Saved data entries:
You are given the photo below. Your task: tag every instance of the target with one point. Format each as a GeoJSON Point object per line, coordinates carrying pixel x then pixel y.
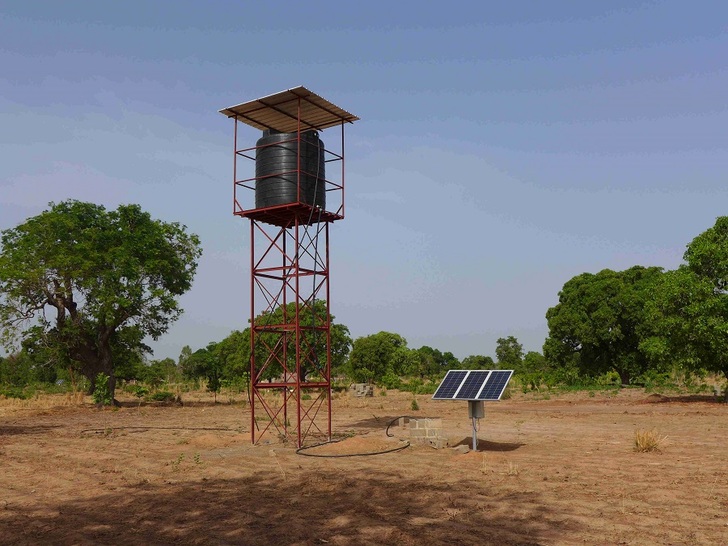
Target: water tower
{"type": "Point", "coordinates": [290, 186]}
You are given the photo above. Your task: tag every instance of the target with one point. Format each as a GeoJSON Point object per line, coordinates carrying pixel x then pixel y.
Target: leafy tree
{"type": "Point", "coordinates": [87, 285]}
{"type": "Point", "coordinates": [406, 362]}
{"type": "Point", "coordinates": [206, 363]}
{"type": "Point", "coordinates": [509, 353]}
{"type": "Point", "coordinates": [372, 356]}
{"type": "Point", "coordinates": [533, 370]}
{"type": "Point", "coordinates": [477, 362]}
{"type": "Point", "coordinates": [689, 311]}
{"type": "Point", "coordinates": [600, 322]}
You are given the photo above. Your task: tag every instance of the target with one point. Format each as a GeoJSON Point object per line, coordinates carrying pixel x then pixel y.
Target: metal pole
{"type": "Point", "coordinates": [475, 435]}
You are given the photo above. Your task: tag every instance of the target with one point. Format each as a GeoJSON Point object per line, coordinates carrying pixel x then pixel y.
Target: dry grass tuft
{"type": "Point", "coordinates": [648, 440]}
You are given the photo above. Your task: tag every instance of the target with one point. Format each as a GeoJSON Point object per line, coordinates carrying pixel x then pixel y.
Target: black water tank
{"type": "Point", "coordinates": [276, 163]}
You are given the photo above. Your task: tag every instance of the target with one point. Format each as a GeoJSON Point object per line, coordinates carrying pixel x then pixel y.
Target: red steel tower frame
{"type": "Point", "coordinates": [290, 333]}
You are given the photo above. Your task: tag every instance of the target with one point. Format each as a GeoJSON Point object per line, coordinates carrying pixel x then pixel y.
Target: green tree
{"type": "Point", "coordinates": [600, 321]}
{"type": "Point", "coordinates": [206, 363]}
{"type": "Point", "coordinates": [157, 372]}
{"type": "Point", "coordinates": [509, 353]}
{"type": "Point", "coordinates": [88, 285]}
{"type": "Point", "coordinates": [689, 311]}
{"type": "Point", "coordinates": [373, 356]}
{"type": "Point", "coordinates": [435, 362]}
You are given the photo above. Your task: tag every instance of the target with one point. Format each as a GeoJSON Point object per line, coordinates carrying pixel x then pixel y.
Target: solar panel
{"type": "Point", "coordinates": [473, 385]}
{"type": "Point", "coordinates": [496, 384]}
{"type": "Point", "coordinates": [450, 384]}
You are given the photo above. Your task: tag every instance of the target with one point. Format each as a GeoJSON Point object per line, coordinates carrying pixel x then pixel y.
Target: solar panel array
{"type": "Point", "coordinates": [473, 385]}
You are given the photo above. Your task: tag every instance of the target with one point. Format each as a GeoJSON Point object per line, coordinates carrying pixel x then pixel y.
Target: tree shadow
{"type": "Point", "coordinates": [314, 507]}
{"type": "Point", "coordinates": [682, 398]}
{"type": "Point", "coordinates": [485, 445]}
{"type": "Point", "coordinates": [14, 430]}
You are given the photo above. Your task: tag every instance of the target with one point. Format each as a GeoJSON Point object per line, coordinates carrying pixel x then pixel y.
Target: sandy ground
{"type": "Point", "coordinates": [548, 471]}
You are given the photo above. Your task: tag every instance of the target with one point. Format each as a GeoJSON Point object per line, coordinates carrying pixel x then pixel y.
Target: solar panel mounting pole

Exercise details:
What comes back should match the records exactly, minus any pictures.

Output of the task:
You are given the photo below. Your task: tag every instance of the target with one point. Format each as a GeoJSON Point object per line, coordinates carrying pixel x then pixel y.
Target: water tower
{"type": "Point", "coordinates": [290, 186]}
You are given the photo above. Your task: tag every instance of the target with one point. Format each as a GeoJSON Point object per line, coordinates carrying pixel x then pixel y.
Target: leafy tree
{"type": "Point", "coordinates": [87, 285]}
{"type": "Point", "coordinates": [406, 362]}
{"type": "Point", "coordinates": [206, 363]}
{"type": "Point", "coordinates": [509, 353]}
{"type": "Point", "coordinates": [372, 356]}
{"type": "Point", "coordinates": [533, 370]}
{"type": "Point", "coordinates": [477, 362]}
{"type": "Point", "coordinates": [689, 311]}
{"type": "Point", "coordinates": [600, 322]}
You are given the photo above. Your task: tag every instance of the target with one point. Format each as a GeoJSON Point object per line, coordinates carrying pixel x then pixel y.
Target: metal pole
{"type": "Point", "coordinates": [475, 435]}
You are given the photo above. Your task: tag every instance of the target with one point. Format each as a GeoJSON Point object per line, coordinates carrying pixel x then pixel y.
Target: dry grass tuft
{"type": "Point", "coordinates": [648, 440]}
You are given the photo above. Your task: tag every instance of the target with one point. Format each as a GeoJSON Point object per line, coordinates carrying pixel x then pixel y.
Target: black water tank
{"type": "Point", "coordinates": [276, 163]}
You are given the photo above. Your task: tag every instance of the target with one point. Format each as a GeoJSON Point object per line, coordinates carrying pixel x then pixel y.
Target: red steel tower frame
{"type": "Point", "coordinates": [290, 333]}
You are given the photo above. Your task: tag every instance of the target with one point. Format each as a GeoJSON Point object per line, coordinates carrying pixel x then pixel y.
Target: green tree
{"type": "Point", "coordinates": [600, 321]}
{"type": "Point", "coordinates": [206, 363]}
{"type": "Point", "coordinates": [157, 372]}
{"type": "Point", "coordinates": [509, 353]}
{"type": "Point", "coordinates": [88, 285]}
{"type": "Point", "coordinates": [689, 311]}
{"type": "Point", "coordinates": [373, 356]}
{"type": "Point", "coordinates": [435, 362]}
You are given the photo above. Your task: tag every instance of the target with one point. Format each as a GeoJSON Point object per line, coordinates carrying pixel x then pixel y.
Target: solar panel
{"type": "Point", "coordinates": [473, 385]}
{"type": "Point", "coordinates": [496, 384]}
{"type": "Point", "coordinates": [450, 384]}
You are given the photo above. Your task: tag every instance of the target with one point. Format each as a GeoJSON Point object per line, coordinates carrying pixel x then pixel y.
Target: solar panel array
{"type": "Point", "coordinates": [473, 385]}
You are given the photo above. Your task: tag every instance of the target with one point. Format each as a GeoJSON Point object per line, coordinates carrying pixel x then pixel y.
Target: tree shadow
{"type": "Point", "coordinates": [314, 507]}
{"type": "Point", "coordinates": [682, 398]}
{"type": "Point", "coordinates": [485, 445]}
{"type": "Point", "coordinates": [14, 430]}
You are given the photo above. Your task: tag every instance of the target with one point. Format each as a GeoJSON Point object per line, coordinates carrying pixel x then pixel y.
Target: sandy ground
{"type": "Point", "coordinates": [548, 471]}
You are given the photo above. Your task: tag every instance of the target with one point. Format each as a GeoJSON Point object per line, coordinates carrying pixel x then pixel y.
Target: solar panel mounting pole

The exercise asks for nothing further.